Location annotation dataset excerpts:
= = = =
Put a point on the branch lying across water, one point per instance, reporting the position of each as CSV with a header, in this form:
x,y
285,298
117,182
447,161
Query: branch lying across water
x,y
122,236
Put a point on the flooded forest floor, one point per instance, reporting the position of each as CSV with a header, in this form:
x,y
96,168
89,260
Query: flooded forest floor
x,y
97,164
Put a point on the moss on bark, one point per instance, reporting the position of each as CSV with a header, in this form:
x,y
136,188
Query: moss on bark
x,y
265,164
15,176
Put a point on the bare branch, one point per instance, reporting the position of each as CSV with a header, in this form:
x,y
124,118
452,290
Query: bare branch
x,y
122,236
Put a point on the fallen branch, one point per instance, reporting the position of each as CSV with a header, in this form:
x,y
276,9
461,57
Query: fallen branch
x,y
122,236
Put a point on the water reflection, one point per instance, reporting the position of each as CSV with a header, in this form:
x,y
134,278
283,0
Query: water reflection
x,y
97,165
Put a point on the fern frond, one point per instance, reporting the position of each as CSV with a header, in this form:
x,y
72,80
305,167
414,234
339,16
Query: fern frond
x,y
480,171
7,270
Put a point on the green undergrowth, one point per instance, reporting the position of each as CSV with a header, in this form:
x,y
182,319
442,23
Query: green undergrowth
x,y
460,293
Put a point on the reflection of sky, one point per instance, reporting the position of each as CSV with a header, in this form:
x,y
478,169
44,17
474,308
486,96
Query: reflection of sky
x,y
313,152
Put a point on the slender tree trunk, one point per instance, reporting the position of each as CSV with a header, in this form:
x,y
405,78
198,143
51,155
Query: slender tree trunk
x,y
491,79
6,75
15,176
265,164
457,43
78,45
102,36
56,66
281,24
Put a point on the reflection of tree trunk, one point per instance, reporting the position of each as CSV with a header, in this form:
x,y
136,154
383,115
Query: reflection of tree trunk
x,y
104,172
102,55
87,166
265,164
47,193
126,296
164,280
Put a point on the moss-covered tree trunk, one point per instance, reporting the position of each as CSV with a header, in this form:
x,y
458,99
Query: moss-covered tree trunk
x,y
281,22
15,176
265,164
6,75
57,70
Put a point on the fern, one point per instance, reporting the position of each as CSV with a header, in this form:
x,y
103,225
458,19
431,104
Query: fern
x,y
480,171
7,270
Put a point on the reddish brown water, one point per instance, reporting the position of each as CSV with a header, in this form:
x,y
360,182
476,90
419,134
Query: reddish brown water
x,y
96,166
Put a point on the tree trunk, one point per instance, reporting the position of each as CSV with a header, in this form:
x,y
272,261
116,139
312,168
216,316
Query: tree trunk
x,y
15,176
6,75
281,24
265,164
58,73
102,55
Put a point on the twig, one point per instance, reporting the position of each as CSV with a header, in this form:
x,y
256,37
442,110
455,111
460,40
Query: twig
= = = =
What you should do: Return all of the data exactly as it reads.

Right answer:
Put a point on the branch lying across water, one point per instance, reporting the position of each as CSV with a header, in this form:
x,y
285,298
117,182
447,161
Query: branch lying across water
x,y
122,236
Put a point on the flooded forest floor, one point per instance, reporting the position of each as CSV with a header, in this form:
x,y
96,168
89,260
Query: flooded forest floor
x,y
97,164
Put a point on the moss on bark, one point per instance, reporting the position of each as CSV with a header, in this form:
x,y
136,188
Query: moss on bark
x,y
265,164
15,176
Put a point on the bare branch, one point per instance, reporting the position of each as CSV with a header, in this form:
x,y
124,118
452,290
Query: bare branch
x,y
122,236
Put a point on the fallen branch, one point per instance, reporting the position of each as CSV with a header, in this form:
x,y
276,9
461,57
Query: fallen branch
x,y
122,236
Put a point on the water reflection, one point per instance, reporting the position of each as CSV with a header, in this form:
x,y
134,278
283,0
Query: water reflection
x,y
97,165
Put a point on the fern frond, one point per instance, reporting the position of each as CSV with a header, in this form:
x,y
72,80
305,167
414,234
339,16
Query: fern frond
x,y
480,171
7,270
Put a point on the green undergrowth, one point per instance, reporting the position of each as CSV with a header, in this form:
x,y
182,319
442,23
Query: green undergrowth
x,y
460,293
Put a point on the reflection of sky, one point per instance, reporting the position of each as CSV with a header, in this form:
x,y
478,169
44,17
474,308
486,96
Query: reflection of sky
x,y
313,152
Put a point on the slender tree trunk, one point per instance, reporting the position of each as CSV with a header, in this form:
x,y
405,78
198,143
51,155
Query: slender tree trunk
x,y
491,79
6,75
15,176
265,164
457,43
78,45
102,36
56,66
281,24
Put a point on the reflection of tree trunk, one point per instance, reporting the position of each as CSV with a header, in this form:
x,y
136,154
383,115
Query: reflection of tree trunk
x,y
104,172
102,55
87,166
265,164
47,193
126,296
164,280
Put a point on the moss-covered tree trunk, one point per instance, reporting the position of each as CSV with a header, in this form:
x,y
458,99
Query: moss-covered tree trunk
x,y
281,22
15,176
265,164
6,75
57,70
Put a point on the fern, one point per instance, reporting the position of each as CSV with a header, in this form:
x,y
103,225
458,19
431,104
Query: fern
x,y
480,171
7,270
Put a point on the reddish brown water, one point per instance, reporting the position of each as CSV with a header, in this form:
x,y
360,182
476,90
419,134
Query: reddish brown water
x,y
96,166
Put a point on the tree trunk, one point per instance, reporting the position of each as CSV with a header, in this form:
x,y
272,261
116,139
312,168
216,316
Query: tree trunk
x,y
15,176
6,75
281,24
265,164
58,73
102,55
Put a point on the twig, one point per instance, reporting the position of each as CSV with a header, in this form:
x,y
256,37
442,110
455,111
460,40
Query: twig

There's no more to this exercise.